» **WHAT YOU NEED TO DO**
Write out exactly the lines below that run from the line containing "opening in the photo above." through the last line of the records.

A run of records
┌──

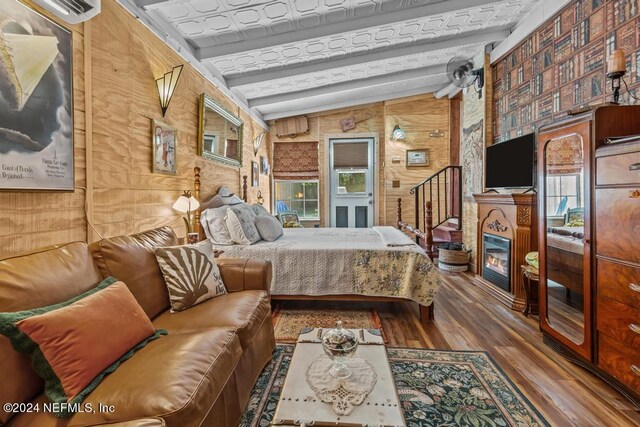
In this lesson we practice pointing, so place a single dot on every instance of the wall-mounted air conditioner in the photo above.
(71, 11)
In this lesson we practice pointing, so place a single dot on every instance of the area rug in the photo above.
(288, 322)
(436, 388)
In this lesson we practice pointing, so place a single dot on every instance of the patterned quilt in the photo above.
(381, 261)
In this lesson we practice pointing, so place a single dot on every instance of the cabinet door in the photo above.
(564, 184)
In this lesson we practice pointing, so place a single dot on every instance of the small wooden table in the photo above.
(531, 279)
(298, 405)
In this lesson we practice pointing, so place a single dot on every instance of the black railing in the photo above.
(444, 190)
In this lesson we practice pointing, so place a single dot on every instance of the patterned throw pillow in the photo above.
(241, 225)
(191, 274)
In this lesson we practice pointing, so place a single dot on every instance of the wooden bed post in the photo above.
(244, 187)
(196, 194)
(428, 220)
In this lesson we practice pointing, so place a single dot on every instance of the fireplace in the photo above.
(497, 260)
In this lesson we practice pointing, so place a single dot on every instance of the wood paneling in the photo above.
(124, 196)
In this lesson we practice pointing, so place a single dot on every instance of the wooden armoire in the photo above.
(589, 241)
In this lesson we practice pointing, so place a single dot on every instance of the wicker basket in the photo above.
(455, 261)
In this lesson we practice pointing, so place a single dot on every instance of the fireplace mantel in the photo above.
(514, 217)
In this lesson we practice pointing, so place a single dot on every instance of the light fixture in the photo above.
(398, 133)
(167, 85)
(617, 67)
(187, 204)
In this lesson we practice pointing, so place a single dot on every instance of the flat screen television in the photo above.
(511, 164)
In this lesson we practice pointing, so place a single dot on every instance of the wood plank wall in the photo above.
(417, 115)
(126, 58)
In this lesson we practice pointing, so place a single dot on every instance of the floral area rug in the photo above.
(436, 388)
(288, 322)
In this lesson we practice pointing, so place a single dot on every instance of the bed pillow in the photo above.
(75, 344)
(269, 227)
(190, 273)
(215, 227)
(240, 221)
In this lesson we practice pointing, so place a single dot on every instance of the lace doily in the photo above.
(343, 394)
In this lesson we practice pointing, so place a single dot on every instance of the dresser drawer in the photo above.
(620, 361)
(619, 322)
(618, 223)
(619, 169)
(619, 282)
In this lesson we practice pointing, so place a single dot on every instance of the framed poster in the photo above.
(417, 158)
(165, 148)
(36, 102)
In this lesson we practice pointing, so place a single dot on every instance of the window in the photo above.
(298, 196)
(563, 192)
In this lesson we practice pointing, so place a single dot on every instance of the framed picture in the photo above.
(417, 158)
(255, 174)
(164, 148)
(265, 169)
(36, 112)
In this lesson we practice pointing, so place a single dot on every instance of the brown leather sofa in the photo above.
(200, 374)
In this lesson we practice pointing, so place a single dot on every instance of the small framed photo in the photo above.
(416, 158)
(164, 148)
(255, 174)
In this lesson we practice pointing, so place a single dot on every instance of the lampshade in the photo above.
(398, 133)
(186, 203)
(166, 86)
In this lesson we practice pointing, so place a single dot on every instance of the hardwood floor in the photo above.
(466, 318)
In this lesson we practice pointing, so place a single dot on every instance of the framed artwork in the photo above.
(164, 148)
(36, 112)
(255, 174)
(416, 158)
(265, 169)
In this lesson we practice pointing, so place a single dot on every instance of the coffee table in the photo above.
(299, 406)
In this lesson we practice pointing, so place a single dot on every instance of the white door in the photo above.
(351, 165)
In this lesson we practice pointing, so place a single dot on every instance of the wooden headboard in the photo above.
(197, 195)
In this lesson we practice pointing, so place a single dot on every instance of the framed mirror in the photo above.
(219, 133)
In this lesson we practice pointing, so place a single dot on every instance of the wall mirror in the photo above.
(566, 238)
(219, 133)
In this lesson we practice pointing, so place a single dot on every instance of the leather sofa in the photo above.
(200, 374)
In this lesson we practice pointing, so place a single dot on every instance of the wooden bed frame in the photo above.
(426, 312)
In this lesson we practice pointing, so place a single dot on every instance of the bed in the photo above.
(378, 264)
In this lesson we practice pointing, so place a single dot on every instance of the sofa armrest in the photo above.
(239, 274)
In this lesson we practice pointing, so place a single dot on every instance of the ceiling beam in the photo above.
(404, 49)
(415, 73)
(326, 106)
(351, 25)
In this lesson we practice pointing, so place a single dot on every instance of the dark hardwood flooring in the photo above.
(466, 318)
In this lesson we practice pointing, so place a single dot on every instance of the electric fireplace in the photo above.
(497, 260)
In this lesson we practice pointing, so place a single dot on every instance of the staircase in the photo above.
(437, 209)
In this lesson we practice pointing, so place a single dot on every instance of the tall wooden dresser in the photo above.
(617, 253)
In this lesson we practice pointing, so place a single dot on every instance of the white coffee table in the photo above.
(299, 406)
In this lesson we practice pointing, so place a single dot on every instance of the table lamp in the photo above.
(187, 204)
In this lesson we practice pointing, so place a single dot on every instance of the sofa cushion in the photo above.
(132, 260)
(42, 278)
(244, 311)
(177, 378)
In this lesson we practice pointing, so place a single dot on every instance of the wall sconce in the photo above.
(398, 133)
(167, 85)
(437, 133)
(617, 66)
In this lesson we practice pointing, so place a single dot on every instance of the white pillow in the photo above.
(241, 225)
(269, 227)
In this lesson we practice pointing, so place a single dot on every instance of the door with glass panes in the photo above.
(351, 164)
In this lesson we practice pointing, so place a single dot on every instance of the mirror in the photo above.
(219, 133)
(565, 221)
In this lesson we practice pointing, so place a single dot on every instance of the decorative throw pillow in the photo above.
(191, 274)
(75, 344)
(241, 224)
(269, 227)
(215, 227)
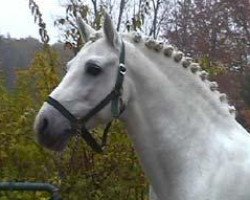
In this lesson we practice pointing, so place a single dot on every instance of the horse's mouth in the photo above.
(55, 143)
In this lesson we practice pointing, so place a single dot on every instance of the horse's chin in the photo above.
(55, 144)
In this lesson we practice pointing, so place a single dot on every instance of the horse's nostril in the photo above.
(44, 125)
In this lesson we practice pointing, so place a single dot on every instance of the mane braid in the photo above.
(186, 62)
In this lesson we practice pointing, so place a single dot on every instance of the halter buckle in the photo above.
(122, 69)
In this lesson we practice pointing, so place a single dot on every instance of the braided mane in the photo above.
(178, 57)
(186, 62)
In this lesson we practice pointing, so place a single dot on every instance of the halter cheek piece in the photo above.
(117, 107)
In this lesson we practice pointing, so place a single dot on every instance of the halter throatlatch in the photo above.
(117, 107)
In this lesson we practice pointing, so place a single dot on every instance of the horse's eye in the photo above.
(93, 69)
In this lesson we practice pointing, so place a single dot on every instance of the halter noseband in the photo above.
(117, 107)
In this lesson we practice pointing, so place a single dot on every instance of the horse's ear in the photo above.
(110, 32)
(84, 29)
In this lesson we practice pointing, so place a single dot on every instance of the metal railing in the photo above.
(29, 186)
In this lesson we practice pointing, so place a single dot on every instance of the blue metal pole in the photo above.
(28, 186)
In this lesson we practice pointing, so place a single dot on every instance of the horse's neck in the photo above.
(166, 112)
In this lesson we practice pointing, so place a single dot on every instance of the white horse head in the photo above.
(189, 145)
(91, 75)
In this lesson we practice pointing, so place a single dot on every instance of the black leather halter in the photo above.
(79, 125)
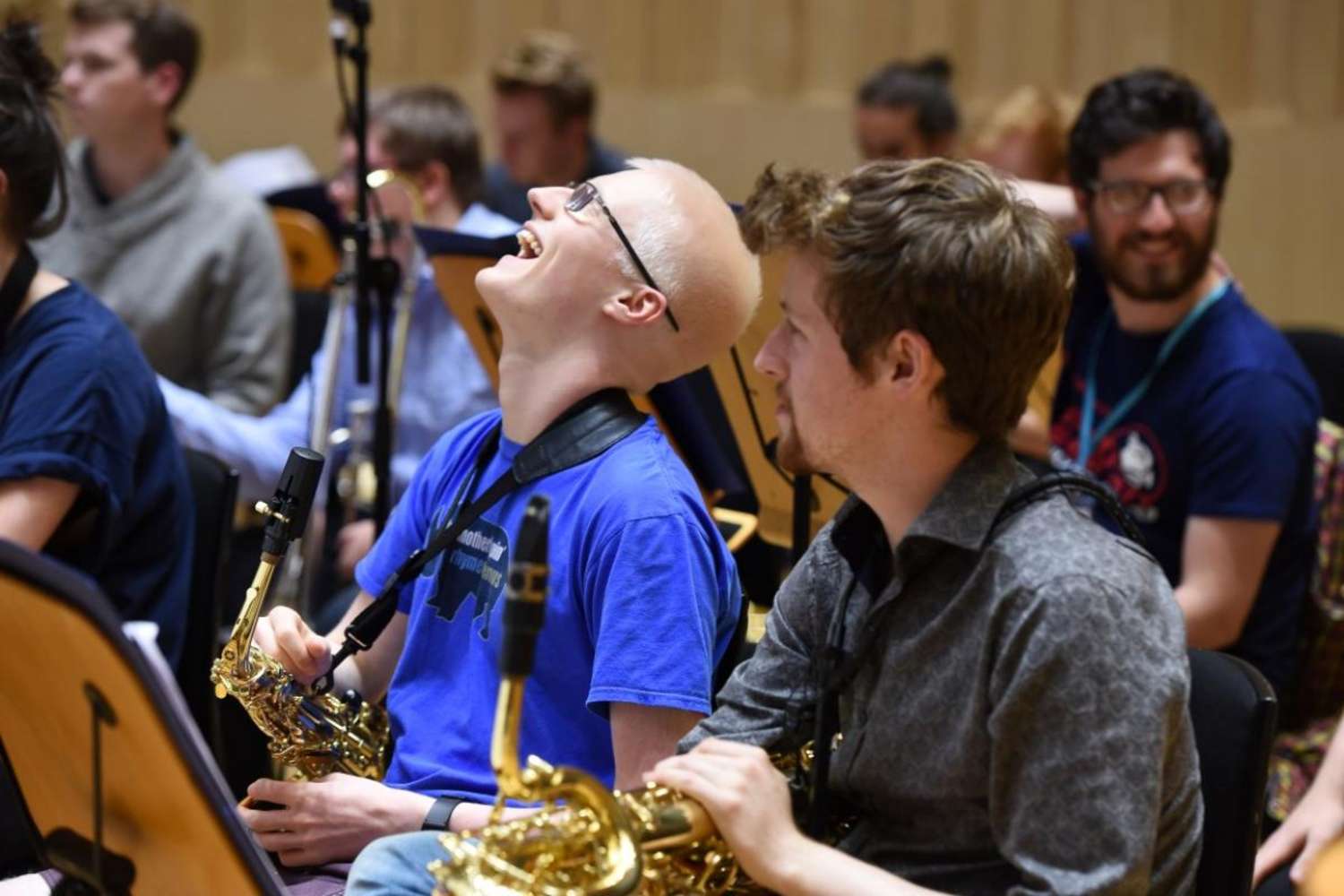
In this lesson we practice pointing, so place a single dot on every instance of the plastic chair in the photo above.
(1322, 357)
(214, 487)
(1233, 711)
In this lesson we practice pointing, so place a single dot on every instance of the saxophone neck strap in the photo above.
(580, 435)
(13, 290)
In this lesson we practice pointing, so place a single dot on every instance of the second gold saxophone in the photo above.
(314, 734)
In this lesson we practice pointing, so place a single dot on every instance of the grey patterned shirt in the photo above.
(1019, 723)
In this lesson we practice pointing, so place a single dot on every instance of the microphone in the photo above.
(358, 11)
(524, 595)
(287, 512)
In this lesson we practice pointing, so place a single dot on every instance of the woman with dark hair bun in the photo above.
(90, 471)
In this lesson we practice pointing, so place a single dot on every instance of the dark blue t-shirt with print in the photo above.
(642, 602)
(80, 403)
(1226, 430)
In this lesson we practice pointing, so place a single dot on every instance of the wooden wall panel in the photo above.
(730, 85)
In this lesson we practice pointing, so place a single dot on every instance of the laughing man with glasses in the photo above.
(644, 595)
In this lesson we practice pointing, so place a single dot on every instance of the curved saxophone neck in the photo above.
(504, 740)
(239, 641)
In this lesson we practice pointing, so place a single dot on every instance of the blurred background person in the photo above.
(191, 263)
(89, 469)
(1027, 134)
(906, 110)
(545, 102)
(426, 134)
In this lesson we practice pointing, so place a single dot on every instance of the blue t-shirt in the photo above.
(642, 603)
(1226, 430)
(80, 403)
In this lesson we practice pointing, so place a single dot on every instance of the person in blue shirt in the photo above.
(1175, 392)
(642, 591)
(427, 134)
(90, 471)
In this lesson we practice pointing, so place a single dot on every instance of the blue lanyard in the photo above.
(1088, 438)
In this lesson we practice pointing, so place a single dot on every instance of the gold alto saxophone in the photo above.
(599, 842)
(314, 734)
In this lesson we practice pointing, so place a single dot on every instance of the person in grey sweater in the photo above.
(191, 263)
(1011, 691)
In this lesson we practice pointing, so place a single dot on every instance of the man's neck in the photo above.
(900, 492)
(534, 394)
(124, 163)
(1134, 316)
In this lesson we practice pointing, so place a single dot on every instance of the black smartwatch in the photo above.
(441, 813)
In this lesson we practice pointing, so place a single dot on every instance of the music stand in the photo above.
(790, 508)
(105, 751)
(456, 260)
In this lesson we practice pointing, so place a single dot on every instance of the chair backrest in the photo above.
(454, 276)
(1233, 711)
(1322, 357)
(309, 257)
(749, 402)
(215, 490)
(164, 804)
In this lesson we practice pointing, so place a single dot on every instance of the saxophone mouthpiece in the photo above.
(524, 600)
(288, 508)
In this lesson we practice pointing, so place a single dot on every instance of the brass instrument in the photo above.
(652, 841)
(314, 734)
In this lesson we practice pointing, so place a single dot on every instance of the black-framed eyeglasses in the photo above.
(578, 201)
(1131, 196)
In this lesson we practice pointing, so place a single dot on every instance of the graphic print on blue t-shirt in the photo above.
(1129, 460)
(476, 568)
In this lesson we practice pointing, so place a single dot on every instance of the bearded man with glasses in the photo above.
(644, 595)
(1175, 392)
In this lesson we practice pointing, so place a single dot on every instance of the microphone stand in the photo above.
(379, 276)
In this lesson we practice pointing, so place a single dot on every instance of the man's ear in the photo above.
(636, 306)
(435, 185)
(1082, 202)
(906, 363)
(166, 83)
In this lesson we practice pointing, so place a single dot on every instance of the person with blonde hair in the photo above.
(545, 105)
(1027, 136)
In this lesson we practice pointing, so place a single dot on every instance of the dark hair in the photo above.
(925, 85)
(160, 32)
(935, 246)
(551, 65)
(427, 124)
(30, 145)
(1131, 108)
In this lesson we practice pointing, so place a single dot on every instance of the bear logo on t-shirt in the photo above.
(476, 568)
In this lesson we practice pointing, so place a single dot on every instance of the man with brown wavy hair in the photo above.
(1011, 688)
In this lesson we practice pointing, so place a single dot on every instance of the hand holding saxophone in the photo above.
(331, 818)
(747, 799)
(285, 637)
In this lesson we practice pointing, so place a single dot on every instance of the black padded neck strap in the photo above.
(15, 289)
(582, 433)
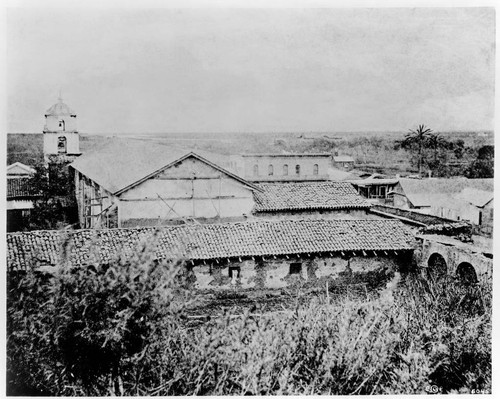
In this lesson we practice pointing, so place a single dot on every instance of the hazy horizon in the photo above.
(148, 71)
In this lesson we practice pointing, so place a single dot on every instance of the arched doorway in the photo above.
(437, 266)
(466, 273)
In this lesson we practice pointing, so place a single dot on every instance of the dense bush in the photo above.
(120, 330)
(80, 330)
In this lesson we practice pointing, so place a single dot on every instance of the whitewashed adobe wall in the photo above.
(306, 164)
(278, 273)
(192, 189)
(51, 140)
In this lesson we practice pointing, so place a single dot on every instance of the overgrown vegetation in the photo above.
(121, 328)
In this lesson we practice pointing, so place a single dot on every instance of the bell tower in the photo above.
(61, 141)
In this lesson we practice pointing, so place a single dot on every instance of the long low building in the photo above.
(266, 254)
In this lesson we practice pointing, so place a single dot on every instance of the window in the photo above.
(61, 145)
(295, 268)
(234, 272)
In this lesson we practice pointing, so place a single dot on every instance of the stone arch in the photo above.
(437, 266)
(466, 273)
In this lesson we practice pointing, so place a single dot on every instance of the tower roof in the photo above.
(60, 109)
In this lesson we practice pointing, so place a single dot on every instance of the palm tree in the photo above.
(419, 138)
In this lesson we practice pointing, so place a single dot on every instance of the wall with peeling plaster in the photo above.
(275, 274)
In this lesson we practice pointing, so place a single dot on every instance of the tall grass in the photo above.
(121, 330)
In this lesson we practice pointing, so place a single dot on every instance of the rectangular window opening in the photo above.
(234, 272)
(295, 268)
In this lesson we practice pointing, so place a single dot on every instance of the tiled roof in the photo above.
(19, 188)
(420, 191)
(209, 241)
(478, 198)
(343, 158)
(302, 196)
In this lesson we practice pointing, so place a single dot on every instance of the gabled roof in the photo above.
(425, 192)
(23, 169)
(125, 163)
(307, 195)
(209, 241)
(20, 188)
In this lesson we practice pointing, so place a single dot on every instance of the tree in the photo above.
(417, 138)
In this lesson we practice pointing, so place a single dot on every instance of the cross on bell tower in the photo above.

└──

» **RESULT FOR THIS TASK**
In this lesson we practice pointing, so place a single dot on every instance of the rectangular window opening in the photo above.
(234, 272)
(295, 268)
In this lesson we practice pointing, so place a single dot on every instance of the tiled roof in the photo above.
(19, 188)
(420, 191)
(209, 241)
(478, 198)
(343, 158)
(302, 196)
In this lesson we practice pointing, so place a single dot on every instance of the gabled roof in the photo above.
(425, 192)
(23, 169)
(125, 163)
(307, 195)
(209, 241)
(20, 188)
In this lesson we practice pointing, so place a single dot on every instance of the tree in the photo above.
(417, 138)
In this lesson we practice pointing, so place a single dot on every instance of the cross on bell tower in the photo above.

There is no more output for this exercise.